*СУТЬ ЗАДАНИЯ:*
Перепечатайте из отрывка о спектакле про народовольцев часть, которая начинается словами «Этот спектакль играют» и идет до слов «почти что нет.» включительно.

Этот спектакль играют редко: слишком часто приходится менять «явочные квартиры». Впрочем, это тоже входит в правила игры: спектакль о народовольцах, для пущей конспирации названный в честь оперы Глинки, перемещается по Петербургу, собирая публику то в галерее «Борей», то в редакции журнала «Звезда», то еще где-то, словно заметая следы и уходя от шпиков. В тесном помещении, до отказа забитом зрителями, — то ли квартирник, то ли нелегальная сходка. На самом деле разницы почти что нет.
Этот материал, казалось бы, еще вчера был школьным. «Народная воля», хождение в народ, Засулич стреляет в Трепова, убийство Александра II, улица Желябова, улица Перовской, вы жертвою пали в борьбе роковой… Впрочем, нет, это было уже позавчера, а вчера: бомба-«сардинница» в «Петербурге» Белого, пророчества в «Бесах», «хруст французской булки» как официальный образ дореволюционной России, Большая и Малая Конюшенные, и главное — устойчивые ассоциации со словом «террористы». Пожалуй, и этого исторического парадокса было бы достаточно для того, чтобы сделать спектакль. А актриса Илона Маркарова (автор идеи) и режиссер Джулиано ди Капуа пошли еще чуть дальше, не просто закольцевав сюжет (какая-нибудь коротенькая вульгарная аллюзия на день сегодняшний убила бы театр), но сделав бесконечный бег по кругу принципом построения спектакля. Радиус у этого исторического круга очень маленький — словно вы топчетесь на месте, и только голова отчего-то кружится.

*ВЫБОРКА ДАННЫХ:*
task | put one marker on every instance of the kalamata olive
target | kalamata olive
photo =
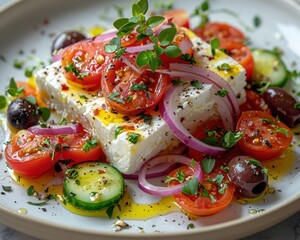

*РЕЗУЛЬТАТ ВЫПОЛНЕНИЯ:*
Этот спектакль играют редко: слишком часто приходится менять «явочные квартиры». Впрочем, это тоже входит в правила игры: спектакль о народовольцах, для пущей конспирации названный в честь оперы Глинки, перемещается по Петербургу, собирая публику то в галерее «Борей», то в редакции журнала «Звезда», то еще где-то, словно заметая следы и уходя от шпиков. В тесном помещении, до отказа забитом зрителями, — то ли квартирник, то ли нелегальная сходка. На самом деле разницы почти что нет.